- QUELLENAUSZUG -
>>>
Fahrplan Breitbandausbau für Nordrhein-Westfalen

 

 

I.    Ausgangssituation

 

Die Nutzung von modernen Breitbandanschlüssen ist ein zentraler Baustein unserer heutigen Gesellschaft geworden. In vielen Lebensbereichen – im Privaten ebenso wie im Arbeitsleben – ist schnelles Internet schon heute unerlässlich. Durch das Entstehen innovativer Dienstleistungen etwa in den Bereichen Fernarbeit, eGovernment, eHealth oder eLearning wird der Zugang zu breitbandigen Internetanschlüssen in Zukunft noch bedeutender werden. Zugang zu schnellem Internet ist für gesellschaftliche, kulturelle, soziale und politische Teilhabe unverzichtbar. So bezeichnete der Bundesgerichtshof den Zugang zu Breitbandinternet jüngst als Teil der materiellen Lebensgrundlage. Mit anderen Worten: Damit die Bürgerinnen und Bürger dieses Landes an den Möglichkeiten der modernen Wissens- und Informationsgesellschaft Teil haben können, benötigen sie schnelles Internet.
<<<
- GESPEICHERTE DATEN -
>>>
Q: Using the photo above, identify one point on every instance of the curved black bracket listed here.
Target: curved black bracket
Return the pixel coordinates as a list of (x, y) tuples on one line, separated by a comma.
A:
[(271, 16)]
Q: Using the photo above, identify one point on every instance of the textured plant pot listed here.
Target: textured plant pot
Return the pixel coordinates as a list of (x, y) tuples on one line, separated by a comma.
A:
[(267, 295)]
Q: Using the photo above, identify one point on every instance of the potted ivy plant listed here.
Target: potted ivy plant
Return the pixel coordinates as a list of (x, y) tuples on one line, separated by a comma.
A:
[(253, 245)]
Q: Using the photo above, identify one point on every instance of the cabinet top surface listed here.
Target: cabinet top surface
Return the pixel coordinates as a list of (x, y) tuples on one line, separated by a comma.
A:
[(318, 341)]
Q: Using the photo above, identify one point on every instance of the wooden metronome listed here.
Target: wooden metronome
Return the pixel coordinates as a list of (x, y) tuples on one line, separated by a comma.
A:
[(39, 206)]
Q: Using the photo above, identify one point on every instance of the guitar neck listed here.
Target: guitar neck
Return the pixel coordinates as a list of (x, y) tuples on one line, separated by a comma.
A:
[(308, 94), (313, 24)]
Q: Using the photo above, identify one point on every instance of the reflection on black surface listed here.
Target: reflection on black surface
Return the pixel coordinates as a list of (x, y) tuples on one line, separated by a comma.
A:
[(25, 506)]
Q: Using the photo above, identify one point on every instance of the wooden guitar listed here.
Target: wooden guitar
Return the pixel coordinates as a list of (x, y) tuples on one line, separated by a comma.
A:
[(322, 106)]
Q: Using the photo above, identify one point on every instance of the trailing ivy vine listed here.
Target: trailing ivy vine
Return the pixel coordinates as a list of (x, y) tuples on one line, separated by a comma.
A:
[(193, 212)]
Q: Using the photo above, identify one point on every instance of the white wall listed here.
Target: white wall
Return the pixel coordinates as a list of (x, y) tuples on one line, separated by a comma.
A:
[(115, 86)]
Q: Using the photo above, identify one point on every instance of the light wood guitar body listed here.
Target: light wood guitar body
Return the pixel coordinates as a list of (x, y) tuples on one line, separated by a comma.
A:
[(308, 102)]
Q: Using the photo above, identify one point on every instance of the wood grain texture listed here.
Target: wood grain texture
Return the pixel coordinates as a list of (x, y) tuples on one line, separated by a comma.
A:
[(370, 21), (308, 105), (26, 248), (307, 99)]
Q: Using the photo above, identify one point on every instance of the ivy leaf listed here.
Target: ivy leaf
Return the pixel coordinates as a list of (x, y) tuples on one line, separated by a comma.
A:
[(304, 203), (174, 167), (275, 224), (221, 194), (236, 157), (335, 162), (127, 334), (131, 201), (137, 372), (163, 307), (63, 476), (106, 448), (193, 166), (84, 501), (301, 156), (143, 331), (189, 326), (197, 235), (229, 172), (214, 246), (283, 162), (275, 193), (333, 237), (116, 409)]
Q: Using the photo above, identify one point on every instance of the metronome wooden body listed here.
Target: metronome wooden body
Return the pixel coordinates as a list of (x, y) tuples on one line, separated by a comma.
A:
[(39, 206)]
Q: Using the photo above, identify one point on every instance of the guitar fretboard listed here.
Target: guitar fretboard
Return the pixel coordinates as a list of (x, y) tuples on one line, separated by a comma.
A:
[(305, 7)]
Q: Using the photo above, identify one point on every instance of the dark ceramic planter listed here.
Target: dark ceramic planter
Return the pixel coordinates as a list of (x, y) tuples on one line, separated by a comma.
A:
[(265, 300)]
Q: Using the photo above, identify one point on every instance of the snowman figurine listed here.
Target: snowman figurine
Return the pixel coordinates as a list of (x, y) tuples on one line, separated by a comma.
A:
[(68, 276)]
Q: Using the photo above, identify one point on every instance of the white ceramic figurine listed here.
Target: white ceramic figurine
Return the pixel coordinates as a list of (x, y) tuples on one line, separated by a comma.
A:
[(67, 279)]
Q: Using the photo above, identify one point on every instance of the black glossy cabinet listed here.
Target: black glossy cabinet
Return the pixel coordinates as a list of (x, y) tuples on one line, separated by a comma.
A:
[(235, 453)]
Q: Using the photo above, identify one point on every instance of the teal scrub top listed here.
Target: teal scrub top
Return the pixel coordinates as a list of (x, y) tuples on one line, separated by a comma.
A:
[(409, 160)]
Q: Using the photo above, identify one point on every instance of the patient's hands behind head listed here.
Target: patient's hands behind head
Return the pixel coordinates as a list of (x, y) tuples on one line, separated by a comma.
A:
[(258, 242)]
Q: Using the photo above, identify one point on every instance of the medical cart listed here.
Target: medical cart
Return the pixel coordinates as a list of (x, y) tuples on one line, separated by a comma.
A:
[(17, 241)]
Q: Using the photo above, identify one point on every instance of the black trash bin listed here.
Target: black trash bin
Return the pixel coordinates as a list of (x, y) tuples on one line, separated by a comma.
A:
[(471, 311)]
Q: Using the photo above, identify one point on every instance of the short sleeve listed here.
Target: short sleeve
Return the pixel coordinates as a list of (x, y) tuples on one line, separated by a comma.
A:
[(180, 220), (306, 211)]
<<<
- AUFGABENSTELLUNG 1 -
Warum wird der Zugang zu breitbandigen Internetanschlüssen laut dem Quellenauszug künftig noch wichtiger werden? Antworten Sie in ein bis drei Sätzen.
- AUFGABENSTELLUNG 2 -
Beantworten Sie anhand des Quellenauszugs die folgenden Fragen:
(a) Für welches Bundesland gilt der Fahrplan laut der Überschrift?
(b) In welchen beiden Lebensbereichen ist schnelles Internet schon heute unerlässlich?
(c) Welches Gericht bezeichnete den Zugang zu Breitbandinternet als Teil der materiellen Lebensgrundlage?
- AUFGABENSTELLUNG 3 -
Tippen Sie den Abschnitt des Quellenauszugs ab, der mit den Worten „I.    Ausgangssituation“ beginnt. Hören Sie nach „sie schnelles Internet.“ auf.

- MUSTERLÖSUNG 1 -
Laut dem Quellenauszug entstehen innovative Dienstleistungen, etwa in den Bereichen Fernarbeit, eGovernment, eHealth und eLearning. Deshalb wird der Zugang zu breitbandigen Internetanschlüssen in Zukunft noch bedeutender werden.

- MUSTERLÖSUNG 2 -
(a) Nordrhein-Westfalen
(b) Im Privaten und im Arbeitsleben
(c) Der Bundesgerichtshof

- MUSTERLÖSUNG 3 -
I.    Ausgangssituation

 

Die Nutzung von modernen Breitbandanschlüssen ist ein zentraler Baustein unserer heutigen Gesellschaft geworden. In vielen Lebensbereichen – im Privaten ebenso wie im Arbeitsleben – ist schnelles Internet schon heute unerlässlich. Durch das Entstehen innovativer Dienstleistungen etwa in den Bereichen Fernarbeit, eGovernment, eHealth oder eLearning wird der Zugang zu breitbandigen Internetanschlüssen in Zukunft noch bedeutender werden. Zugang zu schnellem Internet ist für gesellschaftliche, kulturelle, soziale und politische Teilhabe unverzichtbar. So bezeichnete der Bundesgerichtshof den Zugang zu Breitbandinternet jüngst als Teil der materiellen Lebensgrundlage. Mit anderen Worten: Damit die Bürgerinnen und Bürger dieses Landes an den Möglichkeiten der modernen Wissens- und Informationsgesellschaft Teil haben können, benötigen sie schnelles Internet.